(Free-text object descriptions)
Start of Block
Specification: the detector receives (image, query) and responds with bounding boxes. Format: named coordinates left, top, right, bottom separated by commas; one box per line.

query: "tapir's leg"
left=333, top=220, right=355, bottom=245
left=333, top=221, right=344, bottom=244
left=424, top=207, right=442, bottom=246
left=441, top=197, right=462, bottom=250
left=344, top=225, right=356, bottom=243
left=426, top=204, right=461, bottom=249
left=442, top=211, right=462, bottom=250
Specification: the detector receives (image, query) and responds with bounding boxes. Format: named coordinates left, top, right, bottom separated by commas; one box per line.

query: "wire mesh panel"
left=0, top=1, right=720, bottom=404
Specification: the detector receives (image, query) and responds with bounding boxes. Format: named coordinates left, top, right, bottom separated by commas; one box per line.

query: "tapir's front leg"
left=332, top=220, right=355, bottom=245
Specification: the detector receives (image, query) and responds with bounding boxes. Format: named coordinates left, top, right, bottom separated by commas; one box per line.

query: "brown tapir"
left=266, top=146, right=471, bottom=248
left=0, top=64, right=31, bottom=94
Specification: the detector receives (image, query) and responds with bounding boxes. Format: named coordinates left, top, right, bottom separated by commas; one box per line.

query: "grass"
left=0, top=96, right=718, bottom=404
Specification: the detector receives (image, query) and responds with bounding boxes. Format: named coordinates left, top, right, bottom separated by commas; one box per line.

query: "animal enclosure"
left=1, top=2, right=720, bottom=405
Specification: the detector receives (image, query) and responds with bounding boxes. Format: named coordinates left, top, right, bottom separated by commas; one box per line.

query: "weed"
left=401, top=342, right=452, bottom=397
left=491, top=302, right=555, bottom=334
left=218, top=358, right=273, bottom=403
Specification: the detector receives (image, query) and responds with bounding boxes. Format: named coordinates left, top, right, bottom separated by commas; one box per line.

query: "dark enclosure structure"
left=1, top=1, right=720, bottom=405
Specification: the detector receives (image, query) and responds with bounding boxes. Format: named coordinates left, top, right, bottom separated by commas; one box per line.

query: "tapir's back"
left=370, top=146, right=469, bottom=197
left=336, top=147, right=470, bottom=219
End of Block
What you have to do:
Type out the entries exactly as they appear above.

Task solution:
Specification: the detector receives (image, query) and responds with bounding boxes. Format: named coordinates left, top, right, bottom separated by commas; one box per line.

query: "tapir's leg"
left=333, top=220, right=355, bottom=245
left=333, top=221, right=344, bottom=244
left=424, top=207, right=442, bottom=246
left=441, top=197, right=462, bottom=250
left=344, top=225, right=356, bottom=243
left=426, top=204, right=461, bottom=249
left=442, top=211, right=462, bottom=250
Specification: the detector receives (image, query) and responds with bounding boxes. Format: named coordinates left, top, right, bottom separated by commas; one box per line.

query: "wire mesh panel"
left=0, top=1, right=720, bottom=404
Specification: the detector receives (image, query) and responds with bounding boxes. Format: named coordinates left, top, right, bottom separated by commas; one box per line.

query: "tapir's front leg"
left=332, top=220, right=355, bottom=245
Specification: the detector receives (image, query) and responds with bounding boxes. Format: named coordinates left, top, right, bottom separated by commas; one box per line.

query: "brown tapir"
left=266, top=146, right=471, bottom=248
left=0, top=64, right=31, bottom=94
Specification: the detector receives (image, query) and responds with bounding boxes. Format: named coordinates left, top, right, bottom separated by commas; one box per line.

query: "grass"
left=0, top=96, right=718, bottom=404
Specification: the detector receives (image, query) and responds with bounding boxes. Format: named coordinates left, top, right, bottom separated by commas; one box per line.

query: "animal enclosure"
left=1, top=2, right=720, bottom=405
Specification: the detector receives (image, query) and responds with bounding boxes. Format: named coordinates left, top, right, bottom separated by commas; one box per line.

query: "weed"
left=401, top=342, right=452, bottom=397
left=491, top=302, right=555, bottom=334
left=218, top=358, right=273, bottom=403
Specification: the detector receives (image, query) and responds with bounding boxes. Format: named coordinates left, top, right, bottom separated by commas; one box per line.

query: "dark enclosure structure"
left=1, top=1, right=720, bottom=405
Specification: the detector receives (image, query) and responds with bounding boxes. Format: named coordinates left, top, right, bottom separated by commas; one box per line.

query: "tapir's back"
left=370, top=146, right=469, bottom=197
left=336, top=147, right=470, bottom=219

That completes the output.